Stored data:
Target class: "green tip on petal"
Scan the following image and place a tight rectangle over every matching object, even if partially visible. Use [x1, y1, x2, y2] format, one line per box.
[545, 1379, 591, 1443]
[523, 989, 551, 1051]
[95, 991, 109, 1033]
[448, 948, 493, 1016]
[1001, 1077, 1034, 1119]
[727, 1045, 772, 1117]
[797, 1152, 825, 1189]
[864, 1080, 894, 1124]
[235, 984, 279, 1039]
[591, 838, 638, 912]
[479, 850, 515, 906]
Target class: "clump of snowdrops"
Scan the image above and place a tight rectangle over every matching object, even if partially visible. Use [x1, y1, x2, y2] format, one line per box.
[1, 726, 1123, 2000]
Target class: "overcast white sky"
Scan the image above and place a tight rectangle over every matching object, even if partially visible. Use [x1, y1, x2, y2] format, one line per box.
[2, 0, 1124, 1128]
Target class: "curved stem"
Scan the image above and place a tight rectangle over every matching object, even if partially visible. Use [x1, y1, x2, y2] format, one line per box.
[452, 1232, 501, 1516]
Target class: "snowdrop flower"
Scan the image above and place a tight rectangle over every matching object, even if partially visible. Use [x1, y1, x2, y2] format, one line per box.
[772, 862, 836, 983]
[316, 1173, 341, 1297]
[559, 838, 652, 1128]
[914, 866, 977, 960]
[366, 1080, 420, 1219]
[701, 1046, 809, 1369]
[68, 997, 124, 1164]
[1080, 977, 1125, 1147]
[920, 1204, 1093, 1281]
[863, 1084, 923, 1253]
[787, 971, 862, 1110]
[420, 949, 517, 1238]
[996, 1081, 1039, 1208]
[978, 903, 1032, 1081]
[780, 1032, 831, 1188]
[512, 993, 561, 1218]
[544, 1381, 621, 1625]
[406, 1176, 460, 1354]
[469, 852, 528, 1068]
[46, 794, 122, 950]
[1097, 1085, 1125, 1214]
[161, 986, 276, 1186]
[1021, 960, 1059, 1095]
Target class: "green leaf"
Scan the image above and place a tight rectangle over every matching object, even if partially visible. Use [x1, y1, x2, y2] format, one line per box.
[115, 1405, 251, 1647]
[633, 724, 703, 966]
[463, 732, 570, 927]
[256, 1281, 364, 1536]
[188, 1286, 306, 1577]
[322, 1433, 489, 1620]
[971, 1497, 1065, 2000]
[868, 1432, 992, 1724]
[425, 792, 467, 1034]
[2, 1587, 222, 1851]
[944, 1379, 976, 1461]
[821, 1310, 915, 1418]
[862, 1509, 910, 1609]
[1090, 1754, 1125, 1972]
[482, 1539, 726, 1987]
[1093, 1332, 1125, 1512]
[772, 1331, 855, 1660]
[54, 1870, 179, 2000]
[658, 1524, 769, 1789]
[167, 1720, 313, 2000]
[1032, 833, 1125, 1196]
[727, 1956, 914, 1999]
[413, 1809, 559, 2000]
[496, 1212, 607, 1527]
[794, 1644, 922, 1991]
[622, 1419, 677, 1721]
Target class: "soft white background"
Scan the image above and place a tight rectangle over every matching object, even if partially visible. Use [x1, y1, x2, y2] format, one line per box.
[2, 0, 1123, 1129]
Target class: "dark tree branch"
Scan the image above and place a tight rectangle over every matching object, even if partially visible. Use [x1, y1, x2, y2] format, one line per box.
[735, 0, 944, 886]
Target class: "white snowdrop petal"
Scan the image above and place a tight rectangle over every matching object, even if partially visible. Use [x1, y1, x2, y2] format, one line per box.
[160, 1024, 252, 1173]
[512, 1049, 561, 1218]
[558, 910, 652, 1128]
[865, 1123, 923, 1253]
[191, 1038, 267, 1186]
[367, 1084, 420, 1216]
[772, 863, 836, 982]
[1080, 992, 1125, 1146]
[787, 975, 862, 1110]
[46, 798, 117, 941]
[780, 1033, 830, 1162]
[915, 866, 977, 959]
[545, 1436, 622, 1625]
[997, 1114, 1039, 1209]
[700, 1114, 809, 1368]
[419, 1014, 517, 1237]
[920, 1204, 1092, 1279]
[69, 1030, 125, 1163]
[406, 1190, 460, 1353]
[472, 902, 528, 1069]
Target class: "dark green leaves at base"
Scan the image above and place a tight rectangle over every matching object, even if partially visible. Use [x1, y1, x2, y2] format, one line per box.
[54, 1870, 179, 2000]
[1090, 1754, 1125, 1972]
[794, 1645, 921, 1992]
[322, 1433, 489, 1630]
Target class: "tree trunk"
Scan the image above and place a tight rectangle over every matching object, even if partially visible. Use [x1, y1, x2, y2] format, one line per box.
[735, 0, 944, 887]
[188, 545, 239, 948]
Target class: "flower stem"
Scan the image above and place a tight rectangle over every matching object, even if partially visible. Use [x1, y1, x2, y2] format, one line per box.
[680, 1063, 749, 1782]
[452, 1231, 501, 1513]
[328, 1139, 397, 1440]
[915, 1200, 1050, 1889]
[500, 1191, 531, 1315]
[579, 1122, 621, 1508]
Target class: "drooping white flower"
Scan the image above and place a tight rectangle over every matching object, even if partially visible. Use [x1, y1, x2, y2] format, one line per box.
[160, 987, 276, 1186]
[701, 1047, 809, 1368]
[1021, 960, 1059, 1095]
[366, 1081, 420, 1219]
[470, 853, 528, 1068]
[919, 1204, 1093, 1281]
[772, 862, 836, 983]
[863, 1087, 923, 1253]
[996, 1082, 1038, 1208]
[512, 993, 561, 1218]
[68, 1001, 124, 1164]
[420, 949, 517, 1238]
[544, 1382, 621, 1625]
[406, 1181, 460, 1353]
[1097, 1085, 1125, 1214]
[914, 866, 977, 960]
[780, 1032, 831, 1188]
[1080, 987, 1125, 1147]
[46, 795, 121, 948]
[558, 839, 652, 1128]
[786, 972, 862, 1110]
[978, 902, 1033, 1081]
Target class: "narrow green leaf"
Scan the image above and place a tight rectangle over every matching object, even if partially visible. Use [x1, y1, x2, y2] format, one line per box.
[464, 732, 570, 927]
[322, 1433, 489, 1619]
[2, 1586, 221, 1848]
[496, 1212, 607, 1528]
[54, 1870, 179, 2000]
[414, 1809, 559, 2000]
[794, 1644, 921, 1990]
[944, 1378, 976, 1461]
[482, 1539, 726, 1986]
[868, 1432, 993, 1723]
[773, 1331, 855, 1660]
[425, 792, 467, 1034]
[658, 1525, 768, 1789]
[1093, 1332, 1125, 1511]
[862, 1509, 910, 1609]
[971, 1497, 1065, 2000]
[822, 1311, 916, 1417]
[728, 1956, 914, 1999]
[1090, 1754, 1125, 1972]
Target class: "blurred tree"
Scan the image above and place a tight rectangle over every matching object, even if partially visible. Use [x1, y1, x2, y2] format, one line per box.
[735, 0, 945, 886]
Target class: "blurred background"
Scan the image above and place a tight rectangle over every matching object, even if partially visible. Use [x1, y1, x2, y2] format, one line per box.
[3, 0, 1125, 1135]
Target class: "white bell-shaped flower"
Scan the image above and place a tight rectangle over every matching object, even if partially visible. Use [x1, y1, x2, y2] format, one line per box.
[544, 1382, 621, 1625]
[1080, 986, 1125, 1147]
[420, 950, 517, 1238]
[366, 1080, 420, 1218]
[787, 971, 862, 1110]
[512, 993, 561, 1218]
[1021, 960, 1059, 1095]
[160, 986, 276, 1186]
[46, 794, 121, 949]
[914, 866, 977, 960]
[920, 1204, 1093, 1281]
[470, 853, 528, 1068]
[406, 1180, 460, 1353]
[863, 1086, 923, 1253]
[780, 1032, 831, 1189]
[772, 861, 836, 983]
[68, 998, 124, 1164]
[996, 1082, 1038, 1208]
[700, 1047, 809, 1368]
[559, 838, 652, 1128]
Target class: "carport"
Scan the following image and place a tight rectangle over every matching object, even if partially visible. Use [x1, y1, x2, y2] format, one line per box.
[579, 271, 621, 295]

▶ [Task objective]:
Among the lines above, find those with the word "tree" and list them.

▶ [Exercise result]:
Target class: "dark tree branch"
Target class: "tree trunk"
Target class: "blurred tree"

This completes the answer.